WHAT YOU NEED TO DO:
Your answer should be a single number: the count of lines in the records below containing the word "horse".

[Extracted records]
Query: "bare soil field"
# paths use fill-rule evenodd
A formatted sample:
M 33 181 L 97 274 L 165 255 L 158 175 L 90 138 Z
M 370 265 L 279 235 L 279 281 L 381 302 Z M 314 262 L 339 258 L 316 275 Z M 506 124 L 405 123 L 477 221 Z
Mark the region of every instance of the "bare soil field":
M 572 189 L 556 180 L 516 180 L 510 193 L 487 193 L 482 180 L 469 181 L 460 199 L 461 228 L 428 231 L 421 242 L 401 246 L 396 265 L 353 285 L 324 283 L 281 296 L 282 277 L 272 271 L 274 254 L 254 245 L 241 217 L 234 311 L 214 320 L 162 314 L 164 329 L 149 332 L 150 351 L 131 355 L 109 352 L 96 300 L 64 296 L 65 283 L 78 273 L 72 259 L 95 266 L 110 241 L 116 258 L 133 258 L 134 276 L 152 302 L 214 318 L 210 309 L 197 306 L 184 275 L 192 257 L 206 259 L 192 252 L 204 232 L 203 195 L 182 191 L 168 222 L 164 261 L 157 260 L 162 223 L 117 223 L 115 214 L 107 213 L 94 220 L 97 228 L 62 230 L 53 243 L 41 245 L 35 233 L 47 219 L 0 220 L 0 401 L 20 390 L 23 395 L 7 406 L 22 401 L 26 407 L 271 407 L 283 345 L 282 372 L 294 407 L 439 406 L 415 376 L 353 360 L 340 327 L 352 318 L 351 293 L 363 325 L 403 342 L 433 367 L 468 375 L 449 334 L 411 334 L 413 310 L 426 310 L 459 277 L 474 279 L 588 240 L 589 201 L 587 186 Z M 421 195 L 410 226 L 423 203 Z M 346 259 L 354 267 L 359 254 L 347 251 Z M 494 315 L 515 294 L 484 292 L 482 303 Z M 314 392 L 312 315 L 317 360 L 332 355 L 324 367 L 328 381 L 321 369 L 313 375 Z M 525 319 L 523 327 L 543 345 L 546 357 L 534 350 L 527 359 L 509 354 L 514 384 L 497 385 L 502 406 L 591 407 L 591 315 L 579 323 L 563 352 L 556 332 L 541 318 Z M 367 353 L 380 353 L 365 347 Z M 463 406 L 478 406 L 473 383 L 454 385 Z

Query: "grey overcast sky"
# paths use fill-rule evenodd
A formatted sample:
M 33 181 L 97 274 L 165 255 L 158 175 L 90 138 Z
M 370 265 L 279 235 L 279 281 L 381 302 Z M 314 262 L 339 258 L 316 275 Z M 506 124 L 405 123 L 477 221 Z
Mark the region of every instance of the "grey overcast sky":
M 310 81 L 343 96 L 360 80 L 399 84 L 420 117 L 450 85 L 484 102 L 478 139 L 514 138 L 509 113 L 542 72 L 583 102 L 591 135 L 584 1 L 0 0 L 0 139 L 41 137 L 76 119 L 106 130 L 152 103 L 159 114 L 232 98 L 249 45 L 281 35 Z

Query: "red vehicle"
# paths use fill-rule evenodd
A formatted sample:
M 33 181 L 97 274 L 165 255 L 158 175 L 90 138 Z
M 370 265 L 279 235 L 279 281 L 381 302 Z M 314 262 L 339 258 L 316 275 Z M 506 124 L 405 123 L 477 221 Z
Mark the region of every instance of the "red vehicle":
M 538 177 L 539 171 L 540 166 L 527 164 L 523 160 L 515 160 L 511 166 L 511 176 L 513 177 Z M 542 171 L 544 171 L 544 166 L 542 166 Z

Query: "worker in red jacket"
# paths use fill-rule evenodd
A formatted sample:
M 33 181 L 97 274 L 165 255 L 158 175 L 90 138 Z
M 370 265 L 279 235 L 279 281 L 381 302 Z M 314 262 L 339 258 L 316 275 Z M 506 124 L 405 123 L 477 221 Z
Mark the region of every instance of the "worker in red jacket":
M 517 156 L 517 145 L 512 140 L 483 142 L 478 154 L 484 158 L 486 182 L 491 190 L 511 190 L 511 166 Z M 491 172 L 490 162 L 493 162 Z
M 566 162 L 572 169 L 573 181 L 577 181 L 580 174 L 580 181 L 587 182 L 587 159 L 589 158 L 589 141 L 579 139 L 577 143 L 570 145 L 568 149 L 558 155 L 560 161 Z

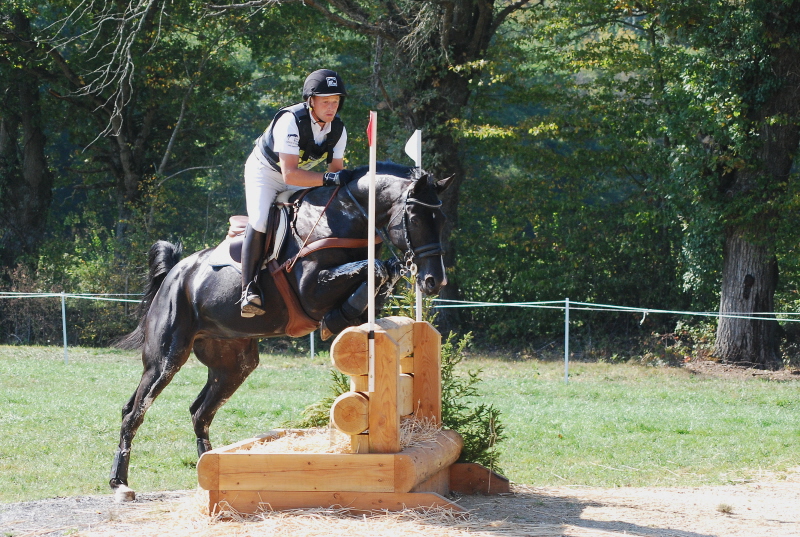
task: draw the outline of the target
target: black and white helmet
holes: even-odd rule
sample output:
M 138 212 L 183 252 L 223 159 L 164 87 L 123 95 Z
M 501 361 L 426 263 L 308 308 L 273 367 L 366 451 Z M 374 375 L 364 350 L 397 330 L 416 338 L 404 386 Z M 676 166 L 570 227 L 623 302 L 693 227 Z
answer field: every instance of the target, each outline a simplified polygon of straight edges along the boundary
M 306 77 L 303 84 L 303 100 L 308 101 L 309 97 L 327 97 L 329 95 L 340 95 L 339 110 L 342 109 L 347 90 L 336 71 L 330 69 L 317 69 Z

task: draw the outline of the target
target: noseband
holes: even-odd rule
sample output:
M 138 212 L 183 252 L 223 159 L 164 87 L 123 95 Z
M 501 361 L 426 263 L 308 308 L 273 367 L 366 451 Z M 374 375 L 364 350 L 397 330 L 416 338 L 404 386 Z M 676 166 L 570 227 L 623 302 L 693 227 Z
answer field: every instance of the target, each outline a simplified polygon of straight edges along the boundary
M 358 200 L 356 200 L 355 196 L 353 196 L 353 193 L 350 191 L 350 185 L 349 184 L 345 184 L 344 187 L 345 187 L 344 188 L 345 191 L 347 191 L 347 194 L 350 196 L 350 199 L 353 200 L 353 203 L 355 203 L 356 207 L 358 207 L 358 210 L 361 211 L 361 214 L 365 218 L 367 218 L 368 217 L 367 216 L 367 212 L 364 210 L 364 208 L 361 206 L 361 204 L 358 203 Z M 416 275 L 416 273 L 417 273 L 416 260 L 417 259 L 424 259 L 426 257 L 433 257 L 433 256 L 437 256 L 437 255 L 443 255 L 444 254 L 444 248 L 442 248 L 442 243 L 441 242 L 431 242 L 429 244 L 424 244 L 422 246 L 414 248 L 414 245 L 411 243 L 411 237 L 408 234 L 408 209 L 409 209 L 410 205 L 422 205 L 423 207 L 427 207 L 429 209 L 438 209 L 438 208 L 440 208 L 442 206 L 442 202 L 440 200 L 438 203 L 435 203 L 435 204 L 434 203 L 427 203 L 427 202 L 424 202 L 422 200 L 418 200 L 416 198 L 412 198 L 411 197 L 411 188 L 406 190 L 406 198 L 405 198 L 405 200 L 403 202 L 402 215 L 403 215 L 403 239 L 406 241 L 406 247 L 408 249 L 406 250 L 405 254 L 403 255 L 402 261 L 400 260 L 400 256 L 397 255 L 397 252 L 395 251 L 395 249 L 394 249 L 394 247 L 392 245 L 392 241 L 389 240 L 388 233 L 386 232 L 386 229 L 388 229 L 389 226 L 392 225 L 392 222 L 394 221 L 395 218 L 397 218 L 398 215 L 395 215 L 391 220 L 389 220 L 389 223 L 386 224 L 386 227 L 383 228 L 383 229 L 379 229 L 378 233 L 380 233 L 381 237 L 383 238 L 384 244 L 387 245 L 387 247 L 389 248 L 389 251 L 392 253 L 394 258 L 397 261 L 401 261 L 403 263 L 404 271 L 409 272 L 412 275 Z

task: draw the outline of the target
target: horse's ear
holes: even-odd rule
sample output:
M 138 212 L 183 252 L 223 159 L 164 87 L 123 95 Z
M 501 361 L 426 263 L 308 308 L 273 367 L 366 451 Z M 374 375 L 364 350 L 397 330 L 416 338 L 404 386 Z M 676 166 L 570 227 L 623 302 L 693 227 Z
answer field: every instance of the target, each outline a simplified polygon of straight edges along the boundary
M 428 174 L 422 172 L 417 180 L 414 182 L 414 188 L 412 192 L 414 194 L 422 194 L 425 191 L 425 188 L 428 187 Z
M 451 175 L 450 177 L 445 177 L 441 181 L 437 181 L 436 182 L 436 193 L 437 194 L 441 194 L 442 192 L 447 190 L 447 187 L 449 187 L 451 184 L 453 184 L 453 179 L 455 179 L 455 177 L 456 177 L 455 175 Z

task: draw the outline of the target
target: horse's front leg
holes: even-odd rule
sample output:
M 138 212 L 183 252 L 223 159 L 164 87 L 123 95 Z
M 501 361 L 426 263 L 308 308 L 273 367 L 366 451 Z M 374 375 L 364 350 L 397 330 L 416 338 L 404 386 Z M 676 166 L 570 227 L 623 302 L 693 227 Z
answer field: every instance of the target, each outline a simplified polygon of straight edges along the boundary
M 354 270 L 345 270 L 346 267 L 352 267 Z M 394 259 L 387 262 L 375 262 L 375 296 L 381 299 L 381 302 L 385 301 L 386 297 L 389 296 L 395 283 L 400 278 L 400 268 L 399 262 Z M 320 273 L 319 281 L 321 284 L 333 287 L 341 285 L 343 279 L 347 279 L 352 283 L 354 278 L 364 280 L 366 277 L 367 262 L 358 262 L 323 271 Z M 363 322 L 362 316 L 366 312 L 368 305 L 369 290 L 367 289 L 367 282 L 362 281 L 358 289 L 347 297 L 347 300 L 341 306 L 325 314 L 322 319 L 322 339 L 326 340 L 348 326 L 361 324 Z M 382 305 L 382 303 L 380 305 L 376 304 L 376 309 L 380 309 Z

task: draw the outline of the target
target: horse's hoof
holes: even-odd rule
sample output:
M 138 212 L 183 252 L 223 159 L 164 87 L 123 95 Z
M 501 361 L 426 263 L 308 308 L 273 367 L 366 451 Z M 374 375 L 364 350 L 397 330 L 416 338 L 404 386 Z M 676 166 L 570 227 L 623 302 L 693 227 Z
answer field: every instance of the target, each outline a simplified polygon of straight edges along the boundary
M 120 485 L 114 491 L 114 501 L 116 503 L 132 502 L 136 500 L 136 493 L 126 485 Z
M 328 327 L 325 326 L 325 321 L 322 321 L 322 326 L 319 327 L 319 337 L 322 338 L 322 341 L 328 341 L 333 337 L 333 332 L 328 330 Z

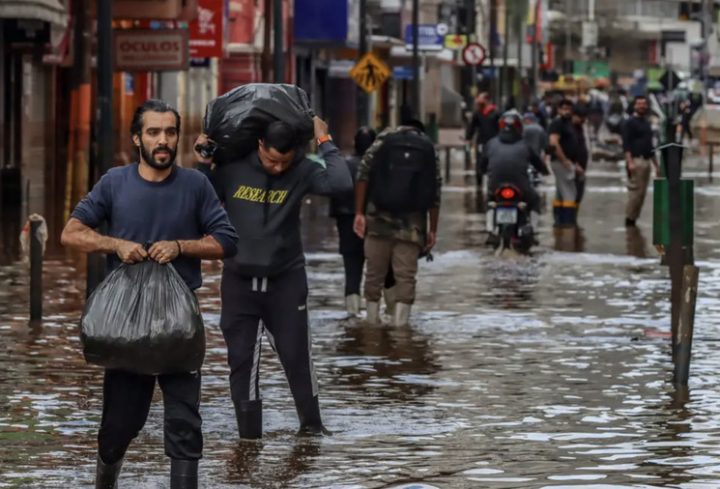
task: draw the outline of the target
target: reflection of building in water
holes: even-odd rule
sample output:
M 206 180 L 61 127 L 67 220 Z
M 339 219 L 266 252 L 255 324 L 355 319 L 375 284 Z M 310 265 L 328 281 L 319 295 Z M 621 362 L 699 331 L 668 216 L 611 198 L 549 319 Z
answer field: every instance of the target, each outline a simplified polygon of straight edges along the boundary
M 583 253 L 585 251 L 585 232 L 580 226 L 553 228 L 555 251 Z
M 295 438 L 289 453 L 286 443 L 240 440 L 227 461 L 228 482 L 248 487 L 291 487 L 298 476 L 312 470 L 320 454 L 320 440 Z M 264 462 L 263 462 L 264 461 Z
M 642 231 L 637 226 L 629 226 L 626 228 L 627 254 L 638 258 L 647 258 L 647 240 L 643 236 Z
M 400 401 L 415 399 L 431 393 L 435 387 L 408 383 L 400 379 L 407 375 L 432 375 L 439 371 L 430 338 L 411 326 L 391 327 L 353 322 L 345 328 L 344 340 L 337 354 L 351 358 L 366 357 L 357 365 L 333 369 L 333 383 L 350 385 L 354 392 L 373 397 L 391 397 Z M 371 365 L 368 365 L 368 362 Z M 377 380 L 387 389 L 378 389 Z

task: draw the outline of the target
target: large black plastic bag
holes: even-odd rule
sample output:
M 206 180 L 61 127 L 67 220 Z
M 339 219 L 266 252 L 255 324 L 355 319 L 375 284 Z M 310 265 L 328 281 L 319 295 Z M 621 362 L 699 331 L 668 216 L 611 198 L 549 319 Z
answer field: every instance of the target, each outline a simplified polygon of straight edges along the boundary
M 120 265 L 92 293 L 81 320 L 85 360 L 158 375 L 198 370 L 205 328 L 195 294 L 172 265 Z
M 313 111 L 305 91 L 295 85 L 250 83 L 210 101 L 204 132 L 215 141 L 215 163 L 240 159 L 257 149 L 271 122 L 287 122 L 298 134 L 297 145 L 313 138 Z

ANSWER BELOW:
3